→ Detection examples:
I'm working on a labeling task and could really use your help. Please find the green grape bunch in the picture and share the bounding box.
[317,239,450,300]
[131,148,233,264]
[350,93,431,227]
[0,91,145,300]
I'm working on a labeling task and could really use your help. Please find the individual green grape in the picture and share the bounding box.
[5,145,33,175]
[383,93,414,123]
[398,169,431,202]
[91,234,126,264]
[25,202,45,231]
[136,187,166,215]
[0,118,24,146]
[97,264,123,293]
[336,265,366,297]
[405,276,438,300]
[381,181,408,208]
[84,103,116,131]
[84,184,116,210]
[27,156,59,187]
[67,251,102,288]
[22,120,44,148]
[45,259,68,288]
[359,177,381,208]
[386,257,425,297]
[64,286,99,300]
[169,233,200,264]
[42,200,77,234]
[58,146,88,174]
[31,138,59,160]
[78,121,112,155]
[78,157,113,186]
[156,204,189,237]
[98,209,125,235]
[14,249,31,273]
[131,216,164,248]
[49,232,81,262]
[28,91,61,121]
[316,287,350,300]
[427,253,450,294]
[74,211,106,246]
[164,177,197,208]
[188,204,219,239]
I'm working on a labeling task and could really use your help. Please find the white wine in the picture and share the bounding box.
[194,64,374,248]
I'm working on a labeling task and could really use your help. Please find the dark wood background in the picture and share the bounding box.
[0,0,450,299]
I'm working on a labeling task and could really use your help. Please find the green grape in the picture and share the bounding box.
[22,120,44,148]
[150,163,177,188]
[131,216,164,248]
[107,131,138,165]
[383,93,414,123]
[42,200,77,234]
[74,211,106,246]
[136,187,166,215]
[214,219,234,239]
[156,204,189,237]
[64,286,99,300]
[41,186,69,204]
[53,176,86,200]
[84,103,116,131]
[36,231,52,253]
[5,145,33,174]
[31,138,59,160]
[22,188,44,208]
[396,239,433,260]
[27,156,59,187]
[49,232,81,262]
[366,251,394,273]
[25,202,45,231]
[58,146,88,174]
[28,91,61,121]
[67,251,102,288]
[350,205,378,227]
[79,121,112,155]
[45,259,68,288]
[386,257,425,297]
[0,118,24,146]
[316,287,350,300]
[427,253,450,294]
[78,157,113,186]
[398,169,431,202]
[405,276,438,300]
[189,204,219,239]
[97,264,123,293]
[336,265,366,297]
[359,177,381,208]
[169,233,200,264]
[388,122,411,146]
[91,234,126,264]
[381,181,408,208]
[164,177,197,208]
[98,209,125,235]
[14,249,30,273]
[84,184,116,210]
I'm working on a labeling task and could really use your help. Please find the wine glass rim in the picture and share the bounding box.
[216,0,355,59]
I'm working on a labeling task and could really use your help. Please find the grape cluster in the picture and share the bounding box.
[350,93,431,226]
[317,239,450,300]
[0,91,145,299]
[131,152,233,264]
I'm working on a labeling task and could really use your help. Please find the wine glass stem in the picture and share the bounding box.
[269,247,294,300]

→ What is expected: Convert the lines above into a two-column CSV with the header input,output and one row for each written line. Put the line's text in input and every bounding box listed beneath it in output, quoting each field and turning line breaks into spaces.

→ The completed task:
input,output
"I'm working on a labeling task and could really use your help. Please find the green grape bunch in the picture and share the bounding box.","[317,239,450,300] [131,148,233,264] [350,93,431,227] [0,91,145,300]"
"I'm working on a labeling task and could really use your help. Please find the individual green grape in the picture and share the bounding box.","[5,145,33,175] [383,93,414,123] [398,169,431,202] [91,234,126,264] [25,202,45,231] [136,187,166,215] [0,118,24,146] [97,264,123,293] [336,265,366,297] [405,276,438,300] [381,181,408,208] [84,103,116,131] [84,184,116,210] [27,156,59,187] [67,251,102,288] [22,120,44,148] [45,259,68,288] [359,177,381,208] [386,257,425,297] [64,286,99,300] [169,233,200,264] [42,200,77,234] [58,146,88,174] [31,138,59,160] [78,121,112,155] [78,157,113,186] [156,204,189,237] [98,209,125,235] [14,249,31,273] [131,216,164,248] [49,232,81,262] [28,91,61,121] [316,287,350,300] [427,253,450,294] [74,211,106,246] [164,177,197,208] [188,204,219,239]"
"I'm working on a labeling task and could really use your help. Please find the white wine in the picture and share the bounding box.","[194,64,374,248]"
"I'm working on a labeling task and could really use your help. Please find the dark wood background in the picture and share the bounding box.","[0,0,450,299]"
"I'm working on a labeling task and could really use your help. Please find the green grape in the picture and share the bounding box.","[22,120,44,148] [150,163,177,188] [131,216,164,248] [107,131,138,165] [383,93,414,123] [42,200,77,234] [74,211,106,246] [136,187,166,215] [214,219,234,239] [156,204,189,237] [64,286,99,300] [41,186,69,204] [53,176,86,200] [84,103,116,131] [36,231,52,253] [5,145,33,174] [31,138,59,160] [22,188,44,208] [396,239,433,260] [27,156,59,187] [49,232,81,262] [366,251,394,273] [25,202,45,231] [58,146,88,174] [28,91,61,121] [67,251,102,288] [350,205,378,227] [79,121,112,155] [45,259,68,288] [386,257,425,297] [0,118,24,146] [316,287,350,300] [427,253,450,294] [78,157,113,186] [398,169,431,202] [405,276,438,300] [189,204,219,239] [97,264,123,293] [336,265,366,297] [359,177,381,208] [169,233,200,264] [388,122,411,146] [91,234,126,264] [381,181,408,208] [164,177,197,208] [98,209,125,235] [14,249,30,273] [84,184,116,210]"
"I'm working on a labeling task and could really use your help. Please find the wine glass rim in the picture and share the bounding box.","[216,0,355,59]"
"I'm working on a labeling task and could really use your help. Please find the grape cluster in the picture and share the bounding box.","[350,93,431,226] [317,239,450,300] [0,91,145,299] [131,152,233,264]"
"I'm working on a labeling task and could really use your help. Please find the wine glass stem in the picture and share the bounding box.","[269,247,294,300]"